• **WHAT THIS TASK INVOLVES**:
Put the lines of the items below, from the line with "Question. Give the pixel coordinates of a point on the red" up to and including the line with "x=421, y=172", into a Markdown table with the columns Row and Line text. Number each row and leave out blank lines.

• **THE INPUT**:

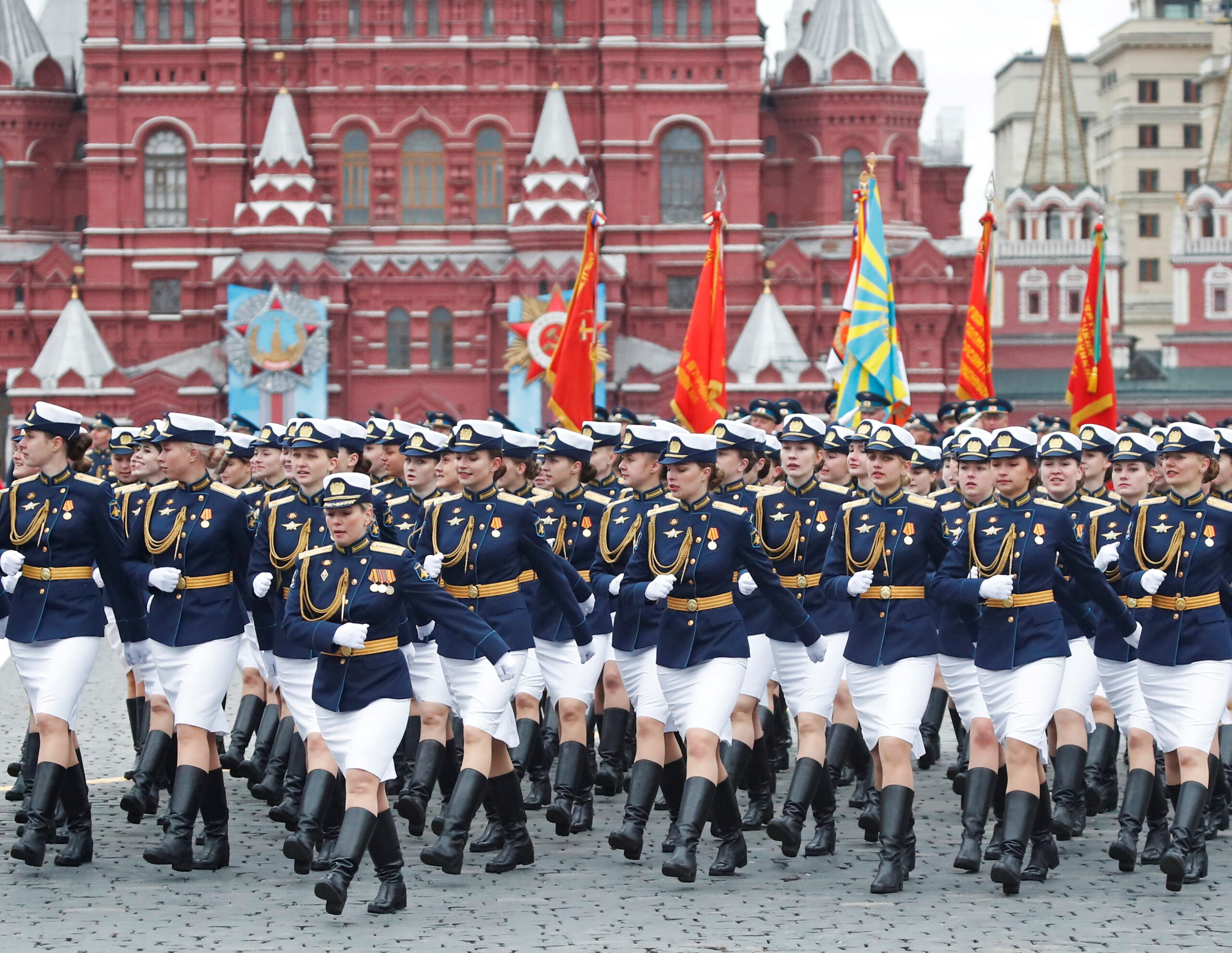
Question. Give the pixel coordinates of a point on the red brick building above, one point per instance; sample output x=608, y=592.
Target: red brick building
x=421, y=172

==

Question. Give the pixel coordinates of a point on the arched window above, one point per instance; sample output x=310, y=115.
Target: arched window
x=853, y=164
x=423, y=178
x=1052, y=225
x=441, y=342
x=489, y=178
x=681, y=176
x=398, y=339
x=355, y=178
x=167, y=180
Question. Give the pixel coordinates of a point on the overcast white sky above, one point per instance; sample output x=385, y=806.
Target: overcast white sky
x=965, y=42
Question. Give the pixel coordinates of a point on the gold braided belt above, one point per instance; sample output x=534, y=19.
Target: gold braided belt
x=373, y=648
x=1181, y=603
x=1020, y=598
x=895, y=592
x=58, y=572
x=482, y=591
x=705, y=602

---

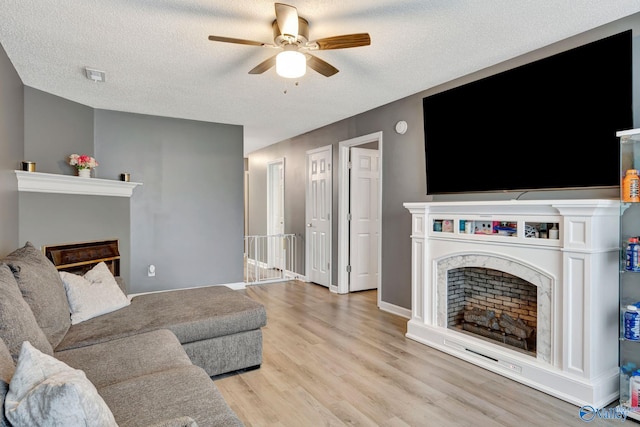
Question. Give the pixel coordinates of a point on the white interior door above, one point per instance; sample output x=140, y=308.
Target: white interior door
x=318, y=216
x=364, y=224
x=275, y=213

• **TASK OUTPUT**:
| Row | Line text |
|---|---|
| 1 | Question. Give the pixel coordinates of a point on the red brick building above, one point per instance; sample output x=608, y=592. |
| 2 | Target: red brick building |
| 3 | x=421, y=172 |